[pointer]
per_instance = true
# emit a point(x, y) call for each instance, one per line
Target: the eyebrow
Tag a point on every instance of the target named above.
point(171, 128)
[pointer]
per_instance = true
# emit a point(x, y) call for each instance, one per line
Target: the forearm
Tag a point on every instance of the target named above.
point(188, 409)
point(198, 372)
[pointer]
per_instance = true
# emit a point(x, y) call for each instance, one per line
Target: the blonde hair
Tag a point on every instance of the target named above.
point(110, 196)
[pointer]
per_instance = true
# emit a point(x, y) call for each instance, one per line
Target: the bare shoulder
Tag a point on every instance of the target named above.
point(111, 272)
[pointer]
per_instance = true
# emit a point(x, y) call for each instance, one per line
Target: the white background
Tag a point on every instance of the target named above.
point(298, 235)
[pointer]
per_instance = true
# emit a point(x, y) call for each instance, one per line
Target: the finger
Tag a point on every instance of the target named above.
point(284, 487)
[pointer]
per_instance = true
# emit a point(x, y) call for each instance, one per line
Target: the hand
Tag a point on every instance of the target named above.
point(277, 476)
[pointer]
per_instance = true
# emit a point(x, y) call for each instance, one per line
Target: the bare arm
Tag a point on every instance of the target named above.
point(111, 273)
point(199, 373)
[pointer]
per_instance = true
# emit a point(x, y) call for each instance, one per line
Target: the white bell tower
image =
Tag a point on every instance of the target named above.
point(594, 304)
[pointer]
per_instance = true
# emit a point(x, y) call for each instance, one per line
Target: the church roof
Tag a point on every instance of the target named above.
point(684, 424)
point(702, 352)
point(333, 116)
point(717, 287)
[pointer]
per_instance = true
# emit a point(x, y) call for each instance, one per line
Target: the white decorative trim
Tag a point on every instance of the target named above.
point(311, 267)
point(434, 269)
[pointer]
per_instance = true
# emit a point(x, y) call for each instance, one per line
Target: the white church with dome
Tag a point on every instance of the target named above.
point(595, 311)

> [WHAT YOU ARE ASKED TO DO]: Copy out every one of the entries above, line for line, keeping each character the same.

> [RESULT OF THIS TASK]:
[pointer]
per_instance = true
# emit a point(x, y) call for each instance, one per line
Target: the eyebrow
Tag a point on every instance of the target named above.
point(171, 128)
[pointer]
per_instance = true
# emit a point(x, y) call for each instance, one per line
Target: the forearm
Tag a point on every instance of the target named above.
point(188, 409)
point(198, 372)
[pointer]
per_instance = true
# emit a point(x, y) call for each instance, one per line
Target: the blonde hair
Tag a point on every instance of the target named above.
point(110, 196)
[pointer]
per_instance = true
# emit a point(x, y) call for each instance, one per line
Target: the bare shoulder
Tag a point on every instance of the target named above.
point(111, 272)
[pointer]
per_instance = true
# emit a point(x, y) call for each instance, one per line
Target: the white background
Tag a point on every instance of the target named above.
point(298, 235)
[pointer]
per_instance = true
# emit a point(x, y) call for each instance, one per line
Target: the finger
Tag a point on every instance of the target named above.
point(284, 487)
[pointer]
per_instance = true
# emit a point(x, y) call for each instance, one per line
Target: the hand
Tag a point on every instance of the target named above.
point(277, 476)
[pointer]
per_instance = true
# emit a point(x, y) call for each instance, one per line
Target: the bare arm
Tag a point on every instance of the target named above.
point(111, 273)
point(199, 373)
[pointer]
per_instance = true
# emit a point(x, y) call for each instance, one per line
Target: the white bell tower
image =
Tag a point on every instance of the target named above.
point(594, 304)
[pointer]
per_instance = true
# emit a point(x, y) call for each instance, one per line
Target: the church roof
Tag a point on every instance of the target named above.
point(684, 424)
point(702, 352)
point(333, 116)
point(717, 287)
[pointer]
per_instance = true
# emit a point(x, y) call for each instance, one per line
Target: the white decorative trim
Tag a point on every instance of the target named above.
point(311, 267)
point(434, 269)
[pointer]
per_instance = true
# emit a point(x, y) call for each instance, one per line
Target: the white church with dome
Tag a point on every instance of the target named above.
point(595, 311)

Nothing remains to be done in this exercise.